PEMUDA INDONESIA, QUO VADIS ?

oleh : Ignas Iryanto

Dalam rangka 50 tahun Indonesia merdeka, banyak sekali tulisan, ceramah ataupun artikel di mass media yang mencoba meneropong kembali perjalanan bangsa dan negara Indonesia modern selam 50 tahun kemerdekaan ini. Meneropong perjalanan Indonesia modern sebenarnya identik dengan meneropong sejarah perjuangan pemuda Indonesia dari masa ke masa. Tulisan ini tidak bermaksud mengulang ulang nostalgia dan kias balik di atas. Namun pertanyaan yang selalu muncul setelah kias balik, kurang lebih: Sekarang kita mau kemana?

### BARIS DATA
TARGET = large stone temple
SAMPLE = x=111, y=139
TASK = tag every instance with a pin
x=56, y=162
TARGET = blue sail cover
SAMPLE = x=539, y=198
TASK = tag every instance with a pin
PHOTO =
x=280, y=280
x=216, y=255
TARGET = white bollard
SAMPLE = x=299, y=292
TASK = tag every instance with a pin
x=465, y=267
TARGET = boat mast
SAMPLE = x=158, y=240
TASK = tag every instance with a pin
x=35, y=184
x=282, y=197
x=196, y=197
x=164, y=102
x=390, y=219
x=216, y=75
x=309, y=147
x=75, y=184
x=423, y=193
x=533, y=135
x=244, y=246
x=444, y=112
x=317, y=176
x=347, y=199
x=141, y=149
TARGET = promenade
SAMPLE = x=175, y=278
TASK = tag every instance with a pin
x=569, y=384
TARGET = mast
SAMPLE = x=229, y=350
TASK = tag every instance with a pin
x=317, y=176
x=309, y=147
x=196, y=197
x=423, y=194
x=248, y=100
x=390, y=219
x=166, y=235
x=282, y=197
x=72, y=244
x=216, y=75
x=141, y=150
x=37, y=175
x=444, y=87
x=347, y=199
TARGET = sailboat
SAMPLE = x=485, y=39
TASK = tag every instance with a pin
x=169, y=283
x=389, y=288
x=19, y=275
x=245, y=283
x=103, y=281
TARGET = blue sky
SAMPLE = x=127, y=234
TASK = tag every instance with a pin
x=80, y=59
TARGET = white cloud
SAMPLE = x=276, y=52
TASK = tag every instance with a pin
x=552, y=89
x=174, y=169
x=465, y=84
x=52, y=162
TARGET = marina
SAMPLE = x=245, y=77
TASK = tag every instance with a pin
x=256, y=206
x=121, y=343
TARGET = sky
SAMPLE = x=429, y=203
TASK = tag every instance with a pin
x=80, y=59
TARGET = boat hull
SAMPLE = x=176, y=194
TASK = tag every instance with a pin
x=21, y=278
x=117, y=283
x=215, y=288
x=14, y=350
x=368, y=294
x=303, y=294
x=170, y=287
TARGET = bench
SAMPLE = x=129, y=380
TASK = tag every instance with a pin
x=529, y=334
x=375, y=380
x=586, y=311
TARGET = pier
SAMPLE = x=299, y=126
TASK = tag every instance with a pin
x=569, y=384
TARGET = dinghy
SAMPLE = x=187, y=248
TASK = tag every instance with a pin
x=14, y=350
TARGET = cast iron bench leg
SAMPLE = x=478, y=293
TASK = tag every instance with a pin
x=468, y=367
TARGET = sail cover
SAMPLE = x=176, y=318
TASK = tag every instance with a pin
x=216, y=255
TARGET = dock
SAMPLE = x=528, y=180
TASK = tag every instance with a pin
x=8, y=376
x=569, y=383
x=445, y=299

### YANG AKAN DIKERJAKAN
(1) Sebutkan semua bentuk karya yang menurut kutipan teks banyak muncul di media massa dalam rangka 50 tahun Indonesia merdeka.
(2) Menurut kutipan teks, meneropong perjalanan Indonesia modern identik dengan apa?
Baris data di atas diambil dari sumber lain.

### JAWABAN BERURUTAN
(1) Tulisan, ceramah, dan artikel.

(2) Dengan meneropong sejarah perjuangan pemuda Indonesia dari masa ke masa.